>>>>

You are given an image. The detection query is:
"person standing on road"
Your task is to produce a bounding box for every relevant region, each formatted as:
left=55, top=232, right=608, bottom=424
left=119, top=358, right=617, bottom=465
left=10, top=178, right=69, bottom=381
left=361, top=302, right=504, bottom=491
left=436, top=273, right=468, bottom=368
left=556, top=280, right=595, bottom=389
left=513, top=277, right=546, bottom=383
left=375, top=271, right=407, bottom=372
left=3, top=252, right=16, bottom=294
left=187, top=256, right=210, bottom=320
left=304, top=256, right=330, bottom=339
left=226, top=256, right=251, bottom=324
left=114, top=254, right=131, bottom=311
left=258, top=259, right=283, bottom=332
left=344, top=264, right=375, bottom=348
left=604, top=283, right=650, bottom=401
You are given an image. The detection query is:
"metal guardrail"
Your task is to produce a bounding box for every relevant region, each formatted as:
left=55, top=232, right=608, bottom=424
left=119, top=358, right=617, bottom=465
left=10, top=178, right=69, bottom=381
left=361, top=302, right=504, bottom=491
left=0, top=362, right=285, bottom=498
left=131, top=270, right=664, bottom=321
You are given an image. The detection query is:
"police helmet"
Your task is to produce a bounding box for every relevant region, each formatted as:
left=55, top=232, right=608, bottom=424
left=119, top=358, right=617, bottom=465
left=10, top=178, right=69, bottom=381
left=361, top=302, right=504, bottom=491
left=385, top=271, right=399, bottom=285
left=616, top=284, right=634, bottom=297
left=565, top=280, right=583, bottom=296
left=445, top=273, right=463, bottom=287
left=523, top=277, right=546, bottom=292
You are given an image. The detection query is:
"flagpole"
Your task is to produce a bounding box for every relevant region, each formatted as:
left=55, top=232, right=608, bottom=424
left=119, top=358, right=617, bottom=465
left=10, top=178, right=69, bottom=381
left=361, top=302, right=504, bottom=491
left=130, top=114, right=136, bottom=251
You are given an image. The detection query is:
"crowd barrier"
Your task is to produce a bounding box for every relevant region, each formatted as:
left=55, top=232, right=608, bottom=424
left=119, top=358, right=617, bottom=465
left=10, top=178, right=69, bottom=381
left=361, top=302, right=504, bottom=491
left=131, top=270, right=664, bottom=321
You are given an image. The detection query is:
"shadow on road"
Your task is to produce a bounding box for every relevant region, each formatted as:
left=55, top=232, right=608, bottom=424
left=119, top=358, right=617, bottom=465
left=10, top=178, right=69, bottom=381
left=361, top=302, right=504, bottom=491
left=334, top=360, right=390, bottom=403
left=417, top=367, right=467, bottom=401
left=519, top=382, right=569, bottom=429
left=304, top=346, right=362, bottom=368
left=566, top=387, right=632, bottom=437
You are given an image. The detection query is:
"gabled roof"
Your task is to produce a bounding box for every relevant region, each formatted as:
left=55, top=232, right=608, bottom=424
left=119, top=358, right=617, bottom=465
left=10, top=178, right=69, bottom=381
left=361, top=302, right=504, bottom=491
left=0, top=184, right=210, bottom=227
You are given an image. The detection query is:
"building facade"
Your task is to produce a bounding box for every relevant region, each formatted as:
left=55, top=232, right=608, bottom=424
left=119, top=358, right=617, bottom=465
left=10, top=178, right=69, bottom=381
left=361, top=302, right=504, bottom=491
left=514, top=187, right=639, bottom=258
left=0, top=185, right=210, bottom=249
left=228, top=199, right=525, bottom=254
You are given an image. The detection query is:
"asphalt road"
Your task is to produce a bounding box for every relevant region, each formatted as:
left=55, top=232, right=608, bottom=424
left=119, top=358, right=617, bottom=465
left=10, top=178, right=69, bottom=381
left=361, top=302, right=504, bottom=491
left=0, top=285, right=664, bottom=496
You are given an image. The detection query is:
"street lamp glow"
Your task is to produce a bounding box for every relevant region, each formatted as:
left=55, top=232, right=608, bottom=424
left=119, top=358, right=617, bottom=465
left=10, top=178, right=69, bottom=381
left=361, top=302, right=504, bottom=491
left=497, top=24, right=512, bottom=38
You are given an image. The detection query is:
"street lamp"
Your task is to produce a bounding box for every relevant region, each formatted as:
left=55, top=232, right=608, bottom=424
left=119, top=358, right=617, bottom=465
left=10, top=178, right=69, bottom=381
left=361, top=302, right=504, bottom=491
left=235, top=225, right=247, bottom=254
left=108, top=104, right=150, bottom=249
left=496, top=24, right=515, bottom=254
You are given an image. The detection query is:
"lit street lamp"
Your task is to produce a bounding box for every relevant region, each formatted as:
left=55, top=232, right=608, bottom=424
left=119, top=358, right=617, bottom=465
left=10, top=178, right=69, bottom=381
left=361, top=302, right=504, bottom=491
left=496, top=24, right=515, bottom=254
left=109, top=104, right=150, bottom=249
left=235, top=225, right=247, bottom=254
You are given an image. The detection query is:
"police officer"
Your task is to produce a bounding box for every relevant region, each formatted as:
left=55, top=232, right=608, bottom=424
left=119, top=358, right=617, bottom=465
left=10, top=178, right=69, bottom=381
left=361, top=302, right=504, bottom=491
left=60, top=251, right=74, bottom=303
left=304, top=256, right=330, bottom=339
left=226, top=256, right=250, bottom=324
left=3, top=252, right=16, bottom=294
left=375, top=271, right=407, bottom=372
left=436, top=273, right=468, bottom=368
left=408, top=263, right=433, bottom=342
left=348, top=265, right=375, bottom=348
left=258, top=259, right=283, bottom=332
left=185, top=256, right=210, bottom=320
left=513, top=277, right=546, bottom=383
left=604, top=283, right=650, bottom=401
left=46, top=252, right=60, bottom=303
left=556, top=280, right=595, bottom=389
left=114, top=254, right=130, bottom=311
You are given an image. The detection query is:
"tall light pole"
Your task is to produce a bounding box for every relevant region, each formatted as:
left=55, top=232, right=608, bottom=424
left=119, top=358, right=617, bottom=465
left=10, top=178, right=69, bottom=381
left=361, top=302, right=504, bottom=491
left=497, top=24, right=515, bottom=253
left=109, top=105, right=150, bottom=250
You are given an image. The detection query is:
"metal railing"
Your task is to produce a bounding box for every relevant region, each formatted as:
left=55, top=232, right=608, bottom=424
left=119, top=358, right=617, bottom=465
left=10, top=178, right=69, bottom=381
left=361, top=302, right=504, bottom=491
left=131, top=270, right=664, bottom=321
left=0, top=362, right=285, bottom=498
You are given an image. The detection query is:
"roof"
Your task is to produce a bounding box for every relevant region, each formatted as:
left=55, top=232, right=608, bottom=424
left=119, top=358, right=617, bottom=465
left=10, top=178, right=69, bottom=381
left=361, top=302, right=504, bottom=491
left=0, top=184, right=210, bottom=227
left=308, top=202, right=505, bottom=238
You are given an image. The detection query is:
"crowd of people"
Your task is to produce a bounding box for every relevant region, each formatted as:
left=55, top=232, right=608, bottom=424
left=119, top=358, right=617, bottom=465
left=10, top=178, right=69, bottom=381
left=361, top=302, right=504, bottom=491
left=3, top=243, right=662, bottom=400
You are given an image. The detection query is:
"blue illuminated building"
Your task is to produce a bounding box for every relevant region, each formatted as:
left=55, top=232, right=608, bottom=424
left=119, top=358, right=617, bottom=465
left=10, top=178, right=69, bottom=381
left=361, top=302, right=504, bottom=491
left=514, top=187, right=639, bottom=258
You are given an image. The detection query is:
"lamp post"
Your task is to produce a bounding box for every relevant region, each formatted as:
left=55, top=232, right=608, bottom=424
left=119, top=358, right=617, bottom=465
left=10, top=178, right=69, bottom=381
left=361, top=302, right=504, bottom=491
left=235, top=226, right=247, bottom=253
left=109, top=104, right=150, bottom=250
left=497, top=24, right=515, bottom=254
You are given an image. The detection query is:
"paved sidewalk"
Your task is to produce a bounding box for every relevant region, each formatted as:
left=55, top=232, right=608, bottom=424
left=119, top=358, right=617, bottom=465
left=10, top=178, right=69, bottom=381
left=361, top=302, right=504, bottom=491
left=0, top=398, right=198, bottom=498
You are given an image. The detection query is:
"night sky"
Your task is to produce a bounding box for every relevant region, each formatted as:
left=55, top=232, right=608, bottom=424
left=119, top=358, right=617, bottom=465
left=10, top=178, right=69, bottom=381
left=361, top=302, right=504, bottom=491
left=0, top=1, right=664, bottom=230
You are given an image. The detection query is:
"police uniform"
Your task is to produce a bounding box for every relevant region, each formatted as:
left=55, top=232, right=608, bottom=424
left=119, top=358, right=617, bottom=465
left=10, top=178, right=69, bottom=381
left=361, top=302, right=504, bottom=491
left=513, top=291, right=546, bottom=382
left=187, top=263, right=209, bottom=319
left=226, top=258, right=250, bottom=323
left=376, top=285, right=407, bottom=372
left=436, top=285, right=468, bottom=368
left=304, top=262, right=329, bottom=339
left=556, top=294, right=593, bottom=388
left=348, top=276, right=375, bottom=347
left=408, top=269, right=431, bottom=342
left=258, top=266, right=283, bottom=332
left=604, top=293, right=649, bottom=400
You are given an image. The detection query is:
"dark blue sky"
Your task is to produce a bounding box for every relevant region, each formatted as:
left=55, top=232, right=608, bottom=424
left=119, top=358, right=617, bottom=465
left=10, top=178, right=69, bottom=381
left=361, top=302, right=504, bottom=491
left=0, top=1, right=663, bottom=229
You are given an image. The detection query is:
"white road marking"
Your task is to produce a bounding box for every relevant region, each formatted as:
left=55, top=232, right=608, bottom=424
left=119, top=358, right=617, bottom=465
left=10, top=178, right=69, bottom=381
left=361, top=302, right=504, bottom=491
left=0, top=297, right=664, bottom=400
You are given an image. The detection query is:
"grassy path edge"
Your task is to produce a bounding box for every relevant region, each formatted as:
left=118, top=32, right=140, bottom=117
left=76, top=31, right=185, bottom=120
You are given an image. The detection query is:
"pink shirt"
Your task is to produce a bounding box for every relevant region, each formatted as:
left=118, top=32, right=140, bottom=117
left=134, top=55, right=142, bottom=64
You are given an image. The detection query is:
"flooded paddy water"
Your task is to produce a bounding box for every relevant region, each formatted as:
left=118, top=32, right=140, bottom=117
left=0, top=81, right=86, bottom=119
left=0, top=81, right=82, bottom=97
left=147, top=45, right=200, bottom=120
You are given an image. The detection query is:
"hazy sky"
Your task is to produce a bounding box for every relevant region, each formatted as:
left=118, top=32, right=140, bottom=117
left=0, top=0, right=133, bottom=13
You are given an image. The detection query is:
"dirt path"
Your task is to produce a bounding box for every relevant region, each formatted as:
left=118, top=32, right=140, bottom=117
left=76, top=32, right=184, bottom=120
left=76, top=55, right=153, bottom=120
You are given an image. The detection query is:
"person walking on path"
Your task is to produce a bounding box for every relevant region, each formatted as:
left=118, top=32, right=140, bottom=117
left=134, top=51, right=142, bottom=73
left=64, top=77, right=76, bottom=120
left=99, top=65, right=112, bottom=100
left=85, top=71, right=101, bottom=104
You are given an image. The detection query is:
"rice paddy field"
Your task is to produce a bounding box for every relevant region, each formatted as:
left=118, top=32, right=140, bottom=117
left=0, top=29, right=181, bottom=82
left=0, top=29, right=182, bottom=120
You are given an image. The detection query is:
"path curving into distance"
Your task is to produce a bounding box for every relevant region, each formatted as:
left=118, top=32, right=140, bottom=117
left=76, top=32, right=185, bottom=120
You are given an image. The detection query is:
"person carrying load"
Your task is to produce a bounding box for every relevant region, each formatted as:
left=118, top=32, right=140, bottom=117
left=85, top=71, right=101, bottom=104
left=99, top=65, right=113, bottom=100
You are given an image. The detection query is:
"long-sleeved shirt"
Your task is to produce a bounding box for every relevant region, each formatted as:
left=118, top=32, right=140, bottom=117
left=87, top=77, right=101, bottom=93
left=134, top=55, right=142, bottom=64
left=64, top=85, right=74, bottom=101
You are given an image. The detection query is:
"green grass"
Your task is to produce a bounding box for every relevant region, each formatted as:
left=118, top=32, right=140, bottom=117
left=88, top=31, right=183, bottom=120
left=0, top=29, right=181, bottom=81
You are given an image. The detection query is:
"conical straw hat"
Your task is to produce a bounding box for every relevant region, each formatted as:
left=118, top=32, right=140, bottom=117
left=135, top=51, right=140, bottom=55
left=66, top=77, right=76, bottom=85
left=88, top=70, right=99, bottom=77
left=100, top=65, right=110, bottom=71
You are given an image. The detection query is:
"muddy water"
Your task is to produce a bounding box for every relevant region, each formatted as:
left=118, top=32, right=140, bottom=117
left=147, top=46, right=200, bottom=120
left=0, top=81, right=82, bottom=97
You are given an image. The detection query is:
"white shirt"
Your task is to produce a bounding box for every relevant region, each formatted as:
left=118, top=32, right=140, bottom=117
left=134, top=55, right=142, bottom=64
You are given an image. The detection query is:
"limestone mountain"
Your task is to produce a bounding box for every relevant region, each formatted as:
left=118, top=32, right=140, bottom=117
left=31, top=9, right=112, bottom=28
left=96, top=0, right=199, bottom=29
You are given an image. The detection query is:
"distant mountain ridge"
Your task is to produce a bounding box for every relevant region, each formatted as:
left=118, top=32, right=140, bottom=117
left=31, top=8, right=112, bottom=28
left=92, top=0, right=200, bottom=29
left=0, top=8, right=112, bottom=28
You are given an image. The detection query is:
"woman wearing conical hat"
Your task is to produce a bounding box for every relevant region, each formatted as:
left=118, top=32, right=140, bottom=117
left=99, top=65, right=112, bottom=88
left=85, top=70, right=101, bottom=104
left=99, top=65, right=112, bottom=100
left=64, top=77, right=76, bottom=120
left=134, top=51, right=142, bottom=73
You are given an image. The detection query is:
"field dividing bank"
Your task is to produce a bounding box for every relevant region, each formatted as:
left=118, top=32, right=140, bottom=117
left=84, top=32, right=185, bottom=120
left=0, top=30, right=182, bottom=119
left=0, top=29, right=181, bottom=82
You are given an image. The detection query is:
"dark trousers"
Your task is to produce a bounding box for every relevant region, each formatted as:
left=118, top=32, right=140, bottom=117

<<<<

Task requirements: Express the material from its start through the line that contains "left=130, top=114, right=136, bottom=251", inclusive, as a two-column CSV with the columns text and answer. Give one row per text-and-answer pair, with each value in a single quoted field and line breaks replaced by spaces.

Complete answer:
text,answer
"You are given an image. The detection query is: ""person standing on road"" Your task is to produce a bounding box for every relevant region, each formatted as: left=55, top=232, right=608, bottom=424 left=119, top=358, right=617, bottom=465 left=10, top=178, right=69, bottom=381 left=361, top=302, right=504, bottom=491","left=436, top=273, right=468, bottom=368 left=556, top=280, right=595, bottom=389 left=513, top=277, right=546, bottom=383 left=375, top=271, right=407, bottom=372 left=3, top=252, right=16, bottom=294 left=187, top=256, right=210, bottom=320 left=304, top=256, right=330, bottom=339 left=226, top=256, right=251, bottom=324 left=114, top=254, right=131, bottom=311 left=258, top=259, right=283, bottom=332 left=344, top=264, right=375, bottom=348 left=604, top=283, right=650, bottom=401"
"You are given an image. The detection query is: ""metal guardrail"" Your task is to produce a bounding box for every relevant region, each formatted as: left=55, top=232, right=608, bottom=424 left=119, top=358, right=617, bottom=465 left=10, top=178, right=69, bottom=381 left=361, top=302, right=504, bottom=491","left=0, top=362, right=285, bottom=498 left=131, top=270, right=664, bottom=321"
"You are given an image. The detection query is: ""police helmet"" Your task is to produce a bounding box for every relevant region, each formatted as: left=55, top=232, right=608, bottom=424 left=119, top=358, right=617, bottom=465 left=10, top=178, right=69, bottom=381 left=361, top=302, right=504, bottom=491","left=385, top=271, right=399, bottom=285 left=616, top=284, right=634, bottom=297 left=565, top=280, right=583, bottom=296 left=445, top=273, right=463, bottom=287 left=523, top=277, right=546, bottom=292"
"You are given an image. The detection query is: ""flagpole"" Your task is to produce a bounding box for every relevant region, each formatted as: left=55, top=232, right=608, bottom=424 left=119, top=358, right=617, bottom=465 left=10, top=178, right=69, bottom=381 left=361, top=302, right=504, bottom=491","left=130, top=114, right=136, bottom=251"